# [Directive]
Copy out, in full, each line of the material below that contains the word "positive".

# [Records shown]
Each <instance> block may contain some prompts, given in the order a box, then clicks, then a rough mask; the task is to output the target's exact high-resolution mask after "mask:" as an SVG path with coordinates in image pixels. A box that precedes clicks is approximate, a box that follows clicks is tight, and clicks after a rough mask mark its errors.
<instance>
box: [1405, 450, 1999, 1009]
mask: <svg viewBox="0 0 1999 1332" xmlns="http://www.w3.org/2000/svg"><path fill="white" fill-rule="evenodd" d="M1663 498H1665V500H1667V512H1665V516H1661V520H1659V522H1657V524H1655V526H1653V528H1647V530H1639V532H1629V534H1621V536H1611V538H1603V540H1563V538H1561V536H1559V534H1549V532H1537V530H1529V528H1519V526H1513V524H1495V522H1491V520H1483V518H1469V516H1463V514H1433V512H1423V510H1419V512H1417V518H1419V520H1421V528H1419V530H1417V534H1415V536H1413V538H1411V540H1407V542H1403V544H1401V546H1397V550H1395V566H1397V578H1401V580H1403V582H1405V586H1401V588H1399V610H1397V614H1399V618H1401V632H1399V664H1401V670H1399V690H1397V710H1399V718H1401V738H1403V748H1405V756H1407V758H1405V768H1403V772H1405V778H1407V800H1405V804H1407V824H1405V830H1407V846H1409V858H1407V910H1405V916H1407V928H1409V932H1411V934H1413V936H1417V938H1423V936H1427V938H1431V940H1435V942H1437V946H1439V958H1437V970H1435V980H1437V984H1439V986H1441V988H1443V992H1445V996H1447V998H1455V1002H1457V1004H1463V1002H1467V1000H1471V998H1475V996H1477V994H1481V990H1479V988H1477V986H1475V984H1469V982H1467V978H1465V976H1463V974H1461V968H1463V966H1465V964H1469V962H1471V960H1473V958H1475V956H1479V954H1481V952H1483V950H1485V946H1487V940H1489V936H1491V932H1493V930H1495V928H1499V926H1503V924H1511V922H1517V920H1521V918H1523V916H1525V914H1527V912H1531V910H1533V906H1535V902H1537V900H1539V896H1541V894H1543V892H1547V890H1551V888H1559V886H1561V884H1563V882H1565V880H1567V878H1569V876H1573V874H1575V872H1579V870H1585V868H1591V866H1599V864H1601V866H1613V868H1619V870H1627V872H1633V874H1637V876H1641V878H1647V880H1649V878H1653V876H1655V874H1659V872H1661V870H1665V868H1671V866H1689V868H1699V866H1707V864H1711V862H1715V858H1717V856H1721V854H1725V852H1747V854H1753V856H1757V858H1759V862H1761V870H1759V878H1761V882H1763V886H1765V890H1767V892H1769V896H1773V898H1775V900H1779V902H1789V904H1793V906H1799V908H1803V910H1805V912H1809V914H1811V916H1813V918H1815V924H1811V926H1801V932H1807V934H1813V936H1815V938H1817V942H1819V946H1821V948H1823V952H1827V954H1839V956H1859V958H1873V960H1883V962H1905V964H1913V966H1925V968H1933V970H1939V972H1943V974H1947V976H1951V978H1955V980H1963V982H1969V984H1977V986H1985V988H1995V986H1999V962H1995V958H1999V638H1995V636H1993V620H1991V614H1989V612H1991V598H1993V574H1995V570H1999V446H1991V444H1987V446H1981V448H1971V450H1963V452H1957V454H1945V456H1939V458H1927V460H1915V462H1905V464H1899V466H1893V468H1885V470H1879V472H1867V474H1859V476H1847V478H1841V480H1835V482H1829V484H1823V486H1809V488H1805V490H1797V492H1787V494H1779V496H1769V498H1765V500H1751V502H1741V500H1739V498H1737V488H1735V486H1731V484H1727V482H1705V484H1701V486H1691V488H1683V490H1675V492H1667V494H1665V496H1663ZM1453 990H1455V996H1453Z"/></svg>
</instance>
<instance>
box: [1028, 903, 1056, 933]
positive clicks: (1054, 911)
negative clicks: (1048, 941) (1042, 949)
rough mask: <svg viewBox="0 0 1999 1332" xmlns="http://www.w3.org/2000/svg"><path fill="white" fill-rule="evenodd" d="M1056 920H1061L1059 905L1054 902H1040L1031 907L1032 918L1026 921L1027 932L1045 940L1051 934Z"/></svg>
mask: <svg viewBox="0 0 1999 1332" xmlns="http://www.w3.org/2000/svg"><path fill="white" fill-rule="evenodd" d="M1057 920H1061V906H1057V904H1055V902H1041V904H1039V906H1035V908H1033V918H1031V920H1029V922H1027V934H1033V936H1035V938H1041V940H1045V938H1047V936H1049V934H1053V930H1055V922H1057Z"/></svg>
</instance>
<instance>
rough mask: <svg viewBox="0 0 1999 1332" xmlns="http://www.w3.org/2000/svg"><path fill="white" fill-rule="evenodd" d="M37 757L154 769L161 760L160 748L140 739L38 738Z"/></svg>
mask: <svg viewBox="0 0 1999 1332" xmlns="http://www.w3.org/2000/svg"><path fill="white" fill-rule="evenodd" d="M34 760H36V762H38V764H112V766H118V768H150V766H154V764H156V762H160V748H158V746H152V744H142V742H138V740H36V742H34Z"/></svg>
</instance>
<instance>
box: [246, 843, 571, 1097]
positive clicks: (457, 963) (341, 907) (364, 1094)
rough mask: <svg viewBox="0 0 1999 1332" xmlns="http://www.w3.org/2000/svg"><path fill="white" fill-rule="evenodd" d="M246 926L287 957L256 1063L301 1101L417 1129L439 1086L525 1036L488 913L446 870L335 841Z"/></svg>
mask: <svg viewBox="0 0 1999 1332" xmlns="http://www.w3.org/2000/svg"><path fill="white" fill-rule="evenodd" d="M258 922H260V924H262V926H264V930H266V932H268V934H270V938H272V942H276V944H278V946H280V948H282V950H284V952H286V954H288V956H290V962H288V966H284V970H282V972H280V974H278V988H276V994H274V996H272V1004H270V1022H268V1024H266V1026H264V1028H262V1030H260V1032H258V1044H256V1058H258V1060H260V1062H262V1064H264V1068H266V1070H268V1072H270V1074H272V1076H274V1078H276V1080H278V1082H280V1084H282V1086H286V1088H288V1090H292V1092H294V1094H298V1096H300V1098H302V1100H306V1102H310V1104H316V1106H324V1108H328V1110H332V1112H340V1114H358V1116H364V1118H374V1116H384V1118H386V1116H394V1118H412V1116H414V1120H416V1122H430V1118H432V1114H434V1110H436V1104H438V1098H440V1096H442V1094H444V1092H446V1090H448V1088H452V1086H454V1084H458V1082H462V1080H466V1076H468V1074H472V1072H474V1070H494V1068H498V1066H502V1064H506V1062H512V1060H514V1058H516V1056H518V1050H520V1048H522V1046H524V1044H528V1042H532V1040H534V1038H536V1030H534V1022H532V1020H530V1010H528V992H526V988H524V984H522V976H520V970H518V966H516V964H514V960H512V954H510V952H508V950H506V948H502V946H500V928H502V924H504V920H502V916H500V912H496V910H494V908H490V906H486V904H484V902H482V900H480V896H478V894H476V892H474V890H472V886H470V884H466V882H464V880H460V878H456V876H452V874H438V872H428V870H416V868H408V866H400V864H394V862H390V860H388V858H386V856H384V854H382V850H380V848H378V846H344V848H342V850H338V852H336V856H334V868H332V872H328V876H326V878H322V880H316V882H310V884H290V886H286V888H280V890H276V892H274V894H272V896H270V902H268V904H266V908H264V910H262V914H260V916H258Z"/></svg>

# [Problem solution]
positive clicks: (1054, 911)
positive clicks: (457, 963) (341, 907) (364, 1094)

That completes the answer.